My pastor is good at reminding us that the Holidays can be a difficult time. We look forward to time off work to relax and catch up with our families. But what if you have no family? What if you’ve recently lost a loved one? What if your family gatherings are tense, argumentative, and discouraging?
Though we tend to speak about Christmas as a warm, happy time—the most wonderful time of the year—Christmas for many is a reminder of brokenness, loss, or loneliness.
If you find yourself in that position, Christmas is still for you. Perhaps Christmas is especially for you. Christmas is the celebration of God coming to earth as an infant. And that journey to earth where God took on baby-smooth flesh happened because this world is broken. We are lonely people. We are quarrelsome. We are hounded by illness and death. And for that very reason God entered our world.
Jesus came because our world is broken. He came because we are broken. And he came as one of us so that he could lead us to healing, to wholeness, to reconciliation. The birth of Jesus was the rekindling of hope. It was God insisting that sin and death would not have the last world. All would be well. The angels appeared to the shepherds and announced peace on earth with the arrival of Jesus (Luke 2:14). And Paul reminds us that “he himself is our peace” (Eph. 2:14).
So if you find yourself alone this Christmas, or with an empty chair around the dinner table, remember that Jesus was born. Remember that because Jesus became a human child, sacrificed himself, and defeated death we will see our loved ones in Christ again. Remember that Jesus promised those who had chosen to follow him rather than clinging to family that they would be rewarded “a hundredfold” with family, “brothers and sisters and mothers and children” (Mark 10:30).

* DIRECTIVE 1 *
Could you reproduce word for word the passage of this Christmas reflection starting with "Though we tend" and going on through "loss, or loneliness."?

* SUPPLIED DATA *

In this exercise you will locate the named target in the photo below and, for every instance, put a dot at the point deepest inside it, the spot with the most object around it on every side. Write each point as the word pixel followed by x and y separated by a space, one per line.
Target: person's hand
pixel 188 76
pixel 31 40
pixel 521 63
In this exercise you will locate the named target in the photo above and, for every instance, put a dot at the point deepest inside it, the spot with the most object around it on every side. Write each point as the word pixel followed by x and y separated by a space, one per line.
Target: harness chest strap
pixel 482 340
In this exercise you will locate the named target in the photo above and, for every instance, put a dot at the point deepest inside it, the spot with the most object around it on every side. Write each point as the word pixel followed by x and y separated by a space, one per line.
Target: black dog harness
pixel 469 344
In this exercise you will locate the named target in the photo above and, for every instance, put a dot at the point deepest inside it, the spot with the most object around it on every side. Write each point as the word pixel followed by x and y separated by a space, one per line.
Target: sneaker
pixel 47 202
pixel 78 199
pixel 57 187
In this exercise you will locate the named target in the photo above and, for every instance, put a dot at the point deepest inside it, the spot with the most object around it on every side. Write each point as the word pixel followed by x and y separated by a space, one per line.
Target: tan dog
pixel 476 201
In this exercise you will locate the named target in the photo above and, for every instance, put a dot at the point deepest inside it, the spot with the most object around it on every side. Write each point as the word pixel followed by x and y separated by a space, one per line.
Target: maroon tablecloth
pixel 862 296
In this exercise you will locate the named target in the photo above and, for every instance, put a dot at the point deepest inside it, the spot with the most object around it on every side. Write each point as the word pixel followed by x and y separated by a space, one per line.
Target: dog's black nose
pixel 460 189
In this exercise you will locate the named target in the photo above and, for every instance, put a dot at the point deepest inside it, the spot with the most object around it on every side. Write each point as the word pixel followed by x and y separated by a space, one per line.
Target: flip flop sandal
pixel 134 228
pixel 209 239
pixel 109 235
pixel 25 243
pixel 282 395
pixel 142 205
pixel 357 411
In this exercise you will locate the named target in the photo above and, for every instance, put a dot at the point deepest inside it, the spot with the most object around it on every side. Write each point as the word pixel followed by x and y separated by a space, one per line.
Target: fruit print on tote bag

* DIRECTIVE 2 *
Can you rewrite the listing from its first line through the line with "pixel 521 63", putting "innermost" in place of "deepest" and leaving everything else as it is? Return only those lines.

* CORRECT OUTPUT 1 *
Though we tend to speak about Christmas as a warm, happy time—the most wonderful time of the year—Christmas for many is a reminder of brokenness, loss, or loneliness.

* CORRECT OUTPUT 2 *
In this exercise you will locate the named target in the photo below and, for every instance, put a dot at the point innermost inside it, the spot with the most object around it on every side. Write each point as the word pixel followed by x and y separated by a space, one per line.
Target: person's hand
pixel 188 76
pixel 31 40
pixel 521 63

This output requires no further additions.